* Your instructions *
Rewrite the items that begin with the line containing "Refer to the image above and pinpoint where the green leaf" and end with the line containing "xmin=293 ymin=205 xmax=363 ymax=280", both lines included and requests kept. Offset every coordinate in the answers by adding -97.

--- start Provided entries ---

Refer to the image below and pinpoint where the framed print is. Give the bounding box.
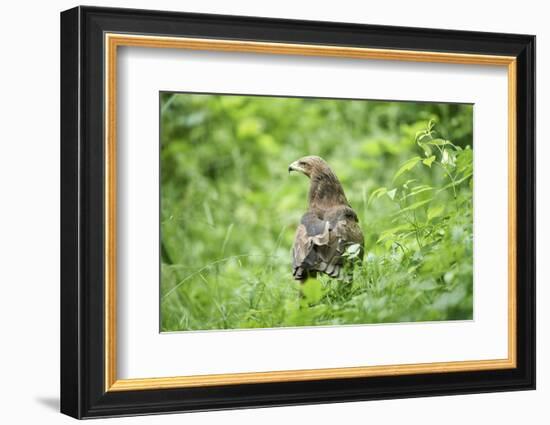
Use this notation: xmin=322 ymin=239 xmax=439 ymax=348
xmin=61 ymin=7 xmax=535 ymax=418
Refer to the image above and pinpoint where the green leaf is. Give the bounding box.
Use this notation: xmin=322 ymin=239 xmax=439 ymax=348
xmin=376 ymin=223 xmax=413 ymax=243
xmin=367 ymin=187 xmax=388 ymax=205
xmin=422 ymin=155 xmax=435 ymax=168
xmin=428 ymin=205 xmax=445 ymax=221
xmin=393 ymin=156 xmax=422 ymax=181
xmin=396 ymin=198 xmax=433 ymax=215
xmin=302 ymin=278 xmax=323 ymax=304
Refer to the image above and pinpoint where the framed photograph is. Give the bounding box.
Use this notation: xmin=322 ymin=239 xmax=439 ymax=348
xmin=61 ymin=7 xmax=535 ymax=418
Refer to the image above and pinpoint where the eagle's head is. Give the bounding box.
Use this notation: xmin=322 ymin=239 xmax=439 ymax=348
xmin=288 ymin=155 xmax=330 ymax=178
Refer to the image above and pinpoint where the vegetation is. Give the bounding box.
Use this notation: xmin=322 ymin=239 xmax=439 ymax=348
xmin=160 ymin=93 xmax=473 ymax=331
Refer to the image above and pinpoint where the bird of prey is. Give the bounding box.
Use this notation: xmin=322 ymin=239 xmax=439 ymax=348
xmin=288 ymin=156 xmax=364 ymax=282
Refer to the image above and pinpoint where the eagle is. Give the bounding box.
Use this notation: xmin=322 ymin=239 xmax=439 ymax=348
xmin=288 ymin=156 xmax=364 ymax=282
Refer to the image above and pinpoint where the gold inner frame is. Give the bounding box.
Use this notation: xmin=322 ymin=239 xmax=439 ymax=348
xmin=104 ymin=33 xmax=517 ymax=391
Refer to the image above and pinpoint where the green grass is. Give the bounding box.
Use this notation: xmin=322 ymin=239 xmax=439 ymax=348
xmin=160 ymin=93 xmax=473 ymax=331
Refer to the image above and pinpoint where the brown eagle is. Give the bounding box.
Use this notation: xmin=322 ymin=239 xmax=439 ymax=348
xmin=288 ymin=156 xmax=364 ymax=282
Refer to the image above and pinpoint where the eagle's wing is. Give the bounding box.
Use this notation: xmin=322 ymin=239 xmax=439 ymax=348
xmin=293 ymin=205 xmax=363 ymax=280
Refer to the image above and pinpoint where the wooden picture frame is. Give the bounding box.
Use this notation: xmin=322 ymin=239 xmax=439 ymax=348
xmin=61 ymin=7 xmax=535 ymax=418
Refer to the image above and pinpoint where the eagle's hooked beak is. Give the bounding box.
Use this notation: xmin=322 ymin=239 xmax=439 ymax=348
xmin=288 ymin=161 xmax=305 ymax=174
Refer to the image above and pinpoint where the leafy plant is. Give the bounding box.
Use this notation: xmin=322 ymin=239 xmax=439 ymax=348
xmin=160 ymin=93 xmax=473 ymax=331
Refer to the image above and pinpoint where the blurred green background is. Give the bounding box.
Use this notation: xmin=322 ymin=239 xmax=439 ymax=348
xmin=160 ymin=93 xmax=473 ymax=331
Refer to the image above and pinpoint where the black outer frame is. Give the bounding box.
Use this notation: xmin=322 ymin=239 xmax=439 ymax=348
xmin=61 ymin=6 xmax=535 ymax=418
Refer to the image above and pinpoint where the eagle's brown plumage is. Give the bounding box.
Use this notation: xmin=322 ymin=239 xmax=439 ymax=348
xmin=288 ymin=156 xmax=364 ymax=281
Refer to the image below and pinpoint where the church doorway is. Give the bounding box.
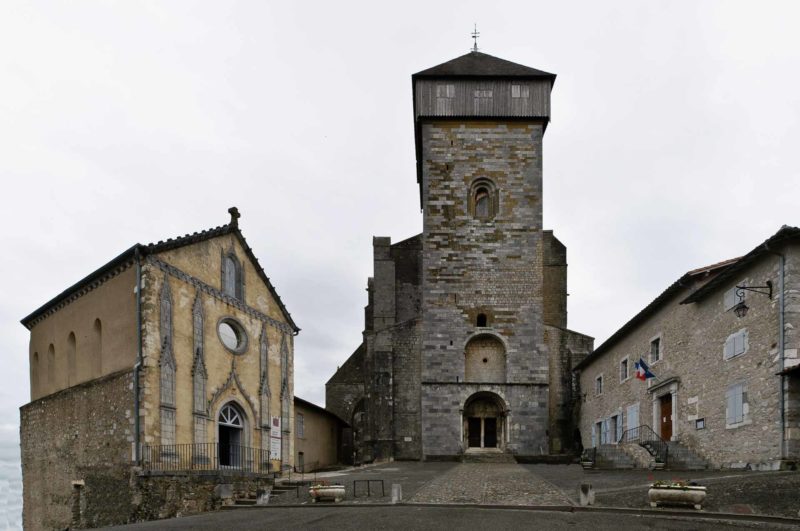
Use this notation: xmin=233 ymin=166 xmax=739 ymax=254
xmin=463 ymin=392 xmax=506 ymax=452
xmin=217 ymin=402 xmax=244 ymax=467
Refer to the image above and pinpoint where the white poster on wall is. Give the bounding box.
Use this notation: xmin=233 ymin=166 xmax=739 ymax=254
xmin=269 ymin=417 xmax=281 ymax=459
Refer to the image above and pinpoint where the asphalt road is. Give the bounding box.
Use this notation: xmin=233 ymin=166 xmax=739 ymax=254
xmin=103 ymin=506 xmax=789 ymax=531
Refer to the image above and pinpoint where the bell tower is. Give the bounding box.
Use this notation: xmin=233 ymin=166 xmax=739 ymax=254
xmin=412 ymin=51 xmax=556 ymax=458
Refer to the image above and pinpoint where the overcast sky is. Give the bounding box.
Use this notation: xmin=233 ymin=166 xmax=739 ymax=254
xmin=0 ymin=0 xmax=800 ymax=526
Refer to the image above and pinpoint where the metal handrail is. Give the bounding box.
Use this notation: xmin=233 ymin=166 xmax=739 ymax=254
xmin=142 ymin=443 xmax=272 ymax=474
xmin=617 ymin=424 xmax=669 ymax=466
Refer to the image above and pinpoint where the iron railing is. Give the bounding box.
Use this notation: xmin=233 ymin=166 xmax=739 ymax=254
xmin=142 ymin=443 xmax=272 ymax=474
xmin=617 ymin=424 xmax=669 ymax=467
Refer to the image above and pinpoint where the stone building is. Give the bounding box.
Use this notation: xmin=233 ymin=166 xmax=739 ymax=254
xmin=576 ymin=227 xmax=800 ymax=468
xmin=326 ymin=51 xmax=592 ymax=461
xmin=294 ymin=396 xmax=349 ymax=472
xmin=20 ymin=208 xmax=299 ymax=530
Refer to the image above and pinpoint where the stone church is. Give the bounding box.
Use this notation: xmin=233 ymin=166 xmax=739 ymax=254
xmin=20 ymin=208 xmax=299 ymax=530
xmin=326 ymin=51 xmax=593 ymax=462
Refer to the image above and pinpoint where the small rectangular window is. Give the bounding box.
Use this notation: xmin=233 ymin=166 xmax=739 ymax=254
xmin=650 ymin=337 xmax=661 ymax=363
xmin=722 ymin=328 xmax=748 ymax=360
xmin=725 ymin=384 xmax=747 ymax=426
xmin=511 ymin=85 xmax=530 ymax=98
xmin=436 ymin=84 xmax=456 ymax=98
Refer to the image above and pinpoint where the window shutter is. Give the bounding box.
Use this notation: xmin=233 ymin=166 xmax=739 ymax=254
xmin=725 ymin=288 xmax=736 ymax=311
xmin=733 ymin=330 xmax=744 ymax=356
xmin=725 ymin=389 xmax=736 ymax=424
xmin=722 ymin=336 xmax=734 ymax=360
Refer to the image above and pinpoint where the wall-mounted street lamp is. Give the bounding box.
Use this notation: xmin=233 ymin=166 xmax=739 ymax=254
xmin=733 ymin=280 xmax=772 ymax=317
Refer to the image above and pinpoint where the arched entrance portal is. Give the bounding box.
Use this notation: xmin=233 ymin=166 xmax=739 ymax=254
xmin=217 ymin=402 xmax=244 ymax=467
xmin=464 ymin=392 xmax=506 ymax=452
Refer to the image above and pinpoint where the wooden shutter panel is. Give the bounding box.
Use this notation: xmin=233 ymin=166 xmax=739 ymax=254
xmin=725 ymin=289 xmax=736 ymax=311
xmin=722 ymin=336 xmax=733 ymax=360
xmin=725 ymin=388 xmax=736 ymax=424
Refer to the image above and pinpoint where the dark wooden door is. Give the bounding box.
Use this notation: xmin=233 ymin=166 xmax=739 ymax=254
xmin=659 ymin=394 xmax=672 ymax=441
xmin=483 ymin=417 xmax=497 ymax=448
xmin=467 ymin=417 xmax=481 ymax=448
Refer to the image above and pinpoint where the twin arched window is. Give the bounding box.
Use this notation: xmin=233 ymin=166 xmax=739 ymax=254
xmin=469 ymin=179 xmax=499 ymax=220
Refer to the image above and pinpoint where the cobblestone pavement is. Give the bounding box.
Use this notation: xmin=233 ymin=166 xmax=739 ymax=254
xmin=408 ymin=463 xmax=573 ymax=505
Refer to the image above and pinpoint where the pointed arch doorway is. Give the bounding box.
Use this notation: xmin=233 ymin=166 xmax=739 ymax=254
xmin=217 ymin=402 xmax=245 ymax=467
xmin=463 ymin=391 xmax=506 ymax=452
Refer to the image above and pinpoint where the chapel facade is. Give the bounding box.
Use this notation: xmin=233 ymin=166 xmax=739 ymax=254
xmin=326 ymin=51 xmax=593 ymax=462
xmin=20 ymin=208 xmax=299 ymax=530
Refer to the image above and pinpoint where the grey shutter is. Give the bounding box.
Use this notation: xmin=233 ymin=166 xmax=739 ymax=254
xmin=725 ymin=288 xmax=736 ymax=311
xmin=725 ymin=388 xmax=736 ymax=424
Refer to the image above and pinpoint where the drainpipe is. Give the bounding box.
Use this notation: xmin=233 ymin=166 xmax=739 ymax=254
xmin=764 ymin=244 xmax=786 ymax=460
xmin=133 ymin=246 xmax=142 ymax=465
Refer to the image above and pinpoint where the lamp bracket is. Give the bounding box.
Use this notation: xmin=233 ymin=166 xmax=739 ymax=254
xmin=736 ymin=280 xmax=772 ymax=300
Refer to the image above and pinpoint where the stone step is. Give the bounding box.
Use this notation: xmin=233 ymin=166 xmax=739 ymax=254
xmin=461 ymin=452 xmax=517 ymax=463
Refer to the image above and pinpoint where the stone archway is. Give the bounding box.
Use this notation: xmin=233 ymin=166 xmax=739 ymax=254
xmin=463 ymin=391 xmax=506 ymax=452
xmin=217 ymin=401 xmax=247 ymax=468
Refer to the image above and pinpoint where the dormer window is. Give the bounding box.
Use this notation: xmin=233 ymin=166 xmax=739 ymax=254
xmin=222 ymin=253 xmax=242 ymax=300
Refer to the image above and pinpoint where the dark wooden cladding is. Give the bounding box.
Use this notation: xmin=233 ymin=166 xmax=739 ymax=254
xmin=415 ymin=79 xmax=552 ymax=118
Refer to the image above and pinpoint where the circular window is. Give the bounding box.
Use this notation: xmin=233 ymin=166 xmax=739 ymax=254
xmin=217 ymin=318 xmax=247 ymax=354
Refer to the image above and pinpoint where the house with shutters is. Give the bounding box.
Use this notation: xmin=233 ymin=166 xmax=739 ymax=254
xmin=575 ymin=226 xmax=800 ymax=469
xmin=20 ymin=208 xmax=299 ymax=530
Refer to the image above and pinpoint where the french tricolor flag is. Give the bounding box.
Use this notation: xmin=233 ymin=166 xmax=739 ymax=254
xmin=633 ymin=358 xmax=656 ymax=382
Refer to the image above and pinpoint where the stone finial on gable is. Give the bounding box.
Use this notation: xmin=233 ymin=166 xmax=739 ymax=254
xmin=228 ymin=207 xmax=242 ymax=227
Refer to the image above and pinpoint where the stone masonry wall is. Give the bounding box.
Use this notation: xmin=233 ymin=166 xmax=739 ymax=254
xmin=392 ymin=319 xmax=422 ymax=459
xmin=421 ymin=121 xmax=548 ymax=455
xmin=580 ymin=246 xmax=800 ymax=467
xmin=20 ymin=370 xmax=134 ymax=531
xmin=544 ymin=326 xmax=594 ymax=454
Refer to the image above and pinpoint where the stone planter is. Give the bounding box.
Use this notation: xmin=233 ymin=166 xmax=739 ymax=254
xmin=647 ymin=485 xmax=706 ymax=511
xmin=308 ymin=485 xmax=344 ymax=503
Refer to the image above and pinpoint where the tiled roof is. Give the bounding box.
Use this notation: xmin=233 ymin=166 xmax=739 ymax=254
xmin=574 ymin=258 xmax=739 ymax=370
xmin=21 ymin=207 xmax=300 ymax=332
xmin=681 ymin=225 xmax=800 ymax=304
xmin=412 ymin=52 xmax=556 ymax=79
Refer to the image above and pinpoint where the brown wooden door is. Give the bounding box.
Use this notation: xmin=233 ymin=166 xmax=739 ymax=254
xmin=483 ymin=417 xmax=497 ymax=448
xmin=659 ymin=394 xmax=672 ymax=441
xmin=467 ymin=417 xmax=481 ymax=448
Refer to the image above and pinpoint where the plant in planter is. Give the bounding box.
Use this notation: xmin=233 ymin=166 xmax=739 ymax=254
xmin=308 ymin=481 xmax=345 ymax=503
xmin=647 ymin=480 xmax=706 ymax=511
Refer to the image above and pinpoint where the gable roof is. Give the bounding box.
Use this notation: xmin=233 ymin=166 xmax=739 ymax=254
xmin=20 ymin=207 xmax=300 ymax=333
xmin=573 ymin=258 xmax=740 ymax=371
xmin=681 ymin=225 xmax=800 ymax=304
xmin=411 ymin=51 xmax=556 ymax=80
xmin=294 ymin=395 xmax=350 ymax=427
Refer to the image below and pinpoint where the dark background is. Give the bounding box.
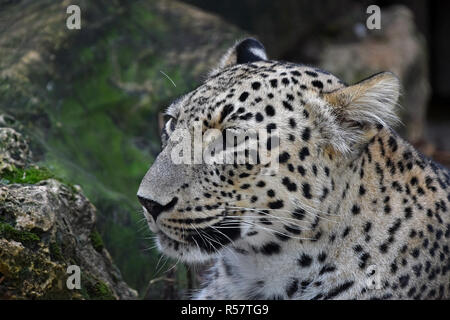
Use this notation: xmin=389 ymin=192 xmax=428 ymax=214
xmin=184 ymin=0 xmax=450 ymax=110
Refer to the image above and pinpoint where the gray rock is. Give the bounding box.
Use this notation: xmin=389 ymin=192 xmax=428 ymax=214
xmin=0 ymin=123 xmax=137 ymax=299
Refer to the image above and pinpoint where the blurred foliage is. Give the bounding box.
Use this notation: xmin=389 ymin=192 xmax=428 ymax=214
xmin=0 ymin=1 xmax=234 ymax=298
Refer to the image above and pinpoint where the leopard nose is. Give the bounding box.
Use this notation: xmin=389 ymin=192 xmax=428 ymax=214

--- end Provided entries ---

* Task answer *
Refer to the image above and pinpoint where the green leaf is. Give the bounding box.
Use this notation: xmin=322 ymin=239 xmax=439 ymax=348
xmin=279 ymin=126 xmax=316 ymax=146
xmin=270 ymin=90 xmax=291 ymax=108
xmin=325 ymin=58 xmax=338 ymax=71
xmin=331 ymin=108 xmax=348 ymax=124
xmin=296 ymin=59 xmax=325 ymax=84
xmin=299 ymin=101 xmax=336 ymax=118
xmin=205 ymin=181 xmax=226 ymax=207
Refer to the image above and pinpoint where the framed photograph is. Give the bounding box.
Use this notation: xmin=322 ymin=239 xmax=439 ymax=348
xmin=-36 ymin=-90 xmax=438 ymax=321
Refer to the image above and pinpoint where the eagle's head is. Give the bounding box.
Use this notation: xmin=322 ymin=239 xmax=439 ymax=348
xmin=191 ymin=58 xmax=233 ymax=81
Refer to the image above and pinpoint where the vegetation is. Give the bounding box.
Use this notation: xmin=322 ymin=239 xmax=439 ymax=348
xmin=63 ymin=-4 xmax=376 ymax=234
Refer to the image above and pinpoint where the bird of prey is. Give the bounding box.
Use this notation: xmin=322 ymin=239 xmax=439 ymax=348
xmin=191 ymin=59 xmax=267 ymax=185
Refer to the image above and pinpoint where the eagle is. Give the bounding box.
Use this notation: xmin=322 ymin=239 xmax=439 ymax=348
xmin=191 ymin=59 xmax=267 ymax=185
Refer to the image above and pinpoint where the gold inner frame is. Give the bounding box.
Use this notation: xmin=322 ymin=239 xmax=439 ymax=348
xmin=7 ymin=-64 xmax=420 ymax=294
Refer to the image above and pinpoint where the green grass is. Give the bounding box.
Use this notation: xmin=322 ymin=239 xmax=439 ymax=348
xmin=63 ymin=-4 xmax=376 ymax=234
Refer to the image above and pinpoint where the brown eagle is. Give the bounding box.
Use this notation: xmin=322 ymin=239 xmax=439 ymax=348
xmin=191 ymin=59 xmax=267 ymax=185
Refer to the image above and pinpoint where the eagle's wing is. Give the bounding box.
Use this notation: xmin=322 ymin=239 xmax=439 ymax=348
xmin=196 ymin=108 xmax=266 ymax=183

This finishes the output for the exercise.